● Given task 1:
Reproduce the records word for word, from the line that contains "of the wispy" through the end of the records, with both ends included. Omit the pictures from your answer.

● Reading text:
Afer reading through the reviews mentioning how hot this thing gets, i cracked open the case for a good look.
no fans, just some tiny holes.
so i opened each of those up on the front, and then added a few on the bottom and the top to help flow heat out of the case.
that helped a ton, but i still run it with a fan blowing on it.
It works great that way.

I modified the suction end to add some cheap 6mm air line that i have for some amazon special pneumatic cylinders.
Used heat shrink tubing to seal up the end for the extension.
1624722626898.png

I also took this apart when i first got it, mostly to see how it functioned.
if it looked like a plastic pos then i would have just returned it and got something better.

but inside i found a pump that loosely looked like a transmission pump, or an air tool.
Cast metal outside, and copper veins.
the veins looked like pretty solid copper when compared with some 99.9% copper pipe i have laying around.

I smoothed the ends up while i had it open with a fine file, and gave the little veins some cross hatching to help them seat and seal a little better.

It seemed to have a hard time self priming + you really want to keep that thing lubed up.
especially with the hose extension i installed.

So i found i can prime it pretty easily by disconnecting the inlet hose, and then using my brake fluid suction tool to prime the line.
Attach to the pump and turn it on!

● Given task 2:
Answer these questions about the pump modification post:
(a) What did the writer use to seal the end of the extension?
(b) What did the writer compare the pump's veins with?
(c) Which tool does the writer use to prime the line?

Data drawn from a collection
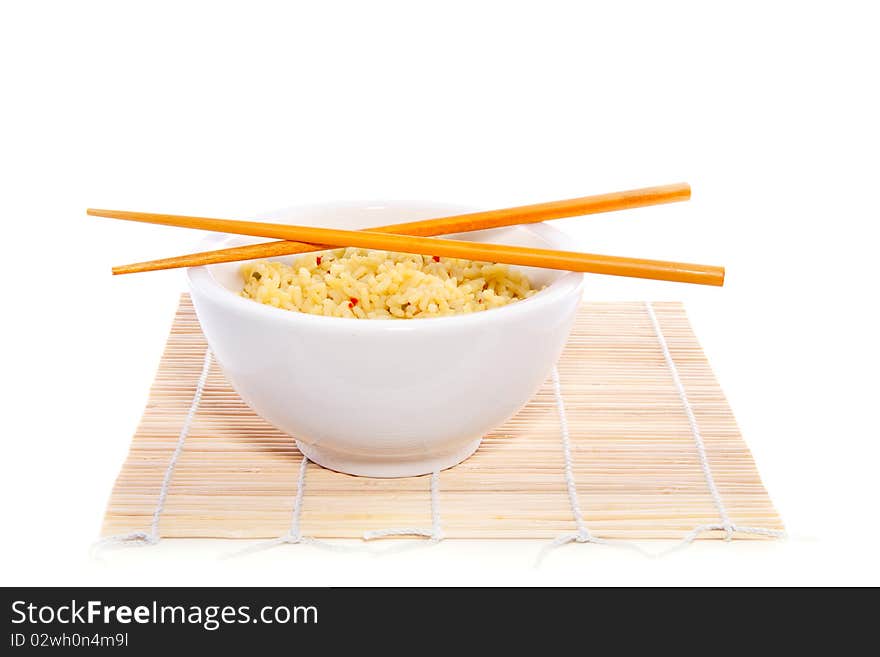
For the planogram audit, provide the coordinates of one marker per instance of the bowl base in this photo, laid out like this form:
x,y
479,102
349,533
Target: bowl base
x,y
365,467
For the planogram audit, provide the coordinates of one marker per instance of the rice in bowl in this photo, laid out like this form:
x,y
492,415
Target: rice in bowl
x,y
366,284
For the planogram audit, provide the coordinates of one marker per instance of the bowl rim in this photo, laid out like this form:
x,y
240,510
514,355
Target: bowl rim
x,y
201,280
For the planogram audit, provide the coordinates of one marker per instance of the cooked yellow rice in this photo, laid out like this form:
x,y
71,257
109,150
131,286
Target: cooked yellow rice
x,y
381,285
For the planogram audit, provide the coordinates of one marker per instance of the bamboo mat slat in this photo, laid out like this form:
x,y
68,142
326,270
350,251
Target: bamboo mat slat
x,y
634,460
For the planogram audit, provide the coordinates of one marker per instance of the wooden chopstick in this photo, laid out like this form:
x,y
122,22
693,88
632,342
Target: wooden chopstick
x,y
514,255
632,198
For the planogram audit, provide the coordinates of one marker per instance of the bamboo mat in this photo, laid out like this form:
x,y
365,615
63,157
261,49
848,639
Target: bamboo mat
x,y
635,463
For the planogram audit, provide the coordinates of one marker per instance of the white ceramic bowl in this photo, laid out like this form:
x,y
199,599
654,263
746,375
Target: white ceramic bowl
x,y
386,398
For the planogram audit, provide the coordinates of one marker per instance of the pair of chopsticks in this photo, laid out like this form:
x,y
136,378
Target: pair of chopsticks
x,y
416,237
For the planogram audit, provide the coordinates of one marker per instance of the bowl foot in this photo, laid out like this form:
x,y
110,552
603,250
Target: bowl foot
x,y
372,467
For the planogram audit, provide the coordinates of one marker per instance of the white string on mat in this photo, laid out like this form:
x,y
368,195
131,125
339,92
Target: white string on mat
x,y
151,536
433,534
583,535
726,525
295,537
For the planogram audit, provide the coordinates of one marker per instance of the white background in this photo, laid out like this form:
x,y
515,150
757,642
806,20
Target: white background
x,y
769,110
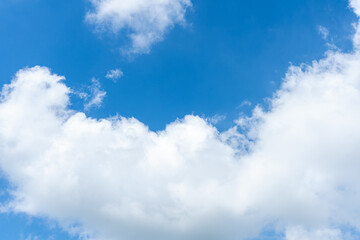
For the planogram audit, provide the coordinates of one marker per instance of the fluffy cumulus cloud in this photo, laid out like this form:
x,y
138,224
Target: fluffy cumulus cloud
x,y
293,168
144,21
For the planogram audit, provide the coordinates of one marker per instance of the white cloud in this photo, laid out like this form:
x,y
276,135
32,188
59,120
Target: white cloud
x,y
114,74
294,167
144,21
324,32
96,97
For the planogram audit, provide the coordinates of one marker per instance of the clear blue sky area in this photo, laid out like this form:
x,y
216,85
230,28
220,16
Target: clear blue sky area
x,y
229,52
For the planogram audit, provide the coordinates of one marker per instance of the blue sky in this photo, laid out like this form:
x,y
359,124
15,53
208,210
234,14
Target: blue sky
x,y
227,55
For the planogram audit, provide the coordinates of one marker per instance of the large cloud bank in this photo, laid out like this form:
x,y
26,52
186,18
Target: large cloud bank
x,y
145,21
293,168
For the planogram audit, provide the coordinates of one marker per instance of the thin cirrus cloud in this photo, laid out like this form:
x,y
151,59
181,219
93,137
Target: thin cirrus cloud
x,y
144,21
114,74
293,167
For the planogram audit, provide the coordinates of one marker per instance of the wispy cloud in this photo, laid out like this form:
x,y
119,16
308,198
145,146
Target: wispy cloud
x,y
294,167
96,96
114,74
145,21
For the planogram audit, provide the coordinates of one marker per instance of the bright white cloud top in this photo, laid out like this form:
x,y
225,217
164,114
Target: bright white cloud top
x,y
146,21
295,166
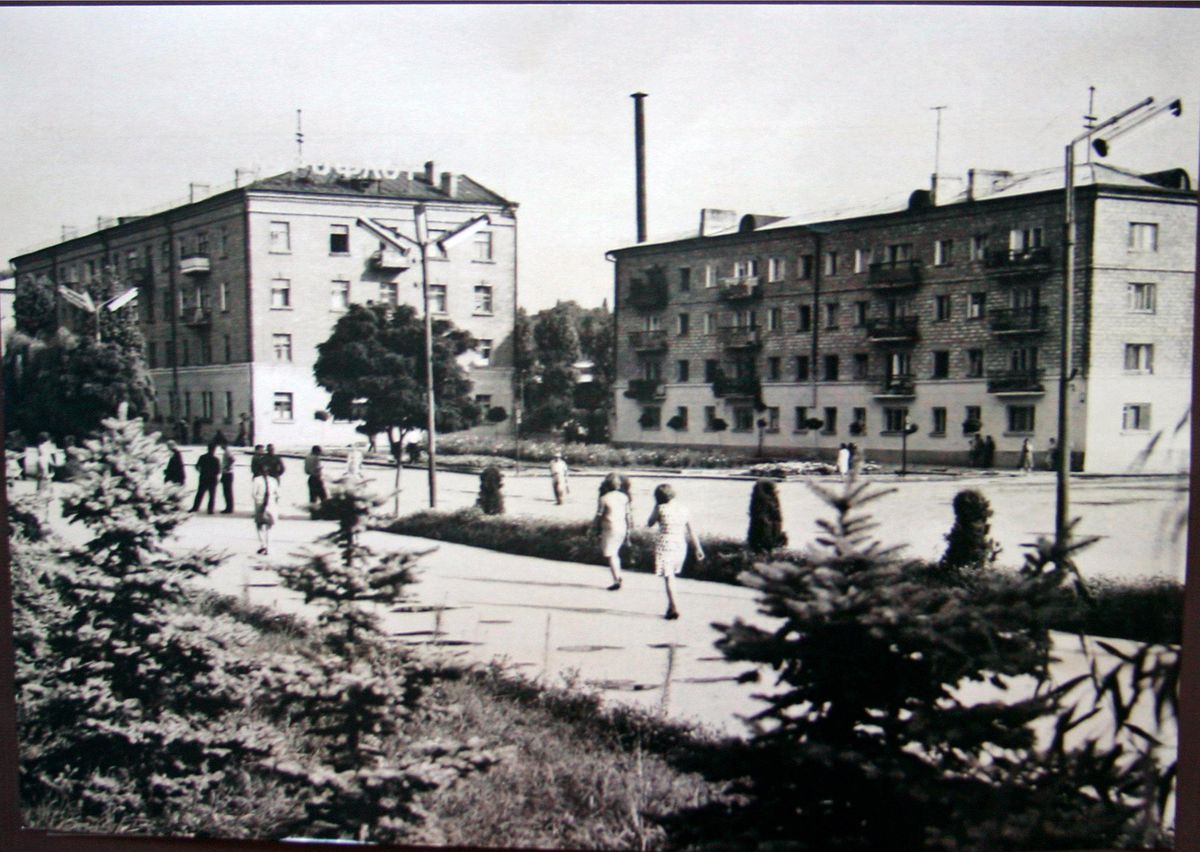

● Task output 1:
For the planogram audit, provide the coordinates of one marker per instance of the wispy cloud in this photo, laid out like this form:
x,y
119,16
308,198
145,146
Target: wispy cloud
x,y
294,167
96,96
114,74
145,21
For the planogram audit, provide the coordinates of one marker per instance of the bright white cloud top in this photo, laid out like this form:
x,y
225,217
164,114
Target: bright white cloud top
x,y
146,21
295,166

● Task output 2:
(a) Heat shrink tubing.
(b) Some 99.9% copper pipe the writer had lying around.
(c) A brake fluid suction tool.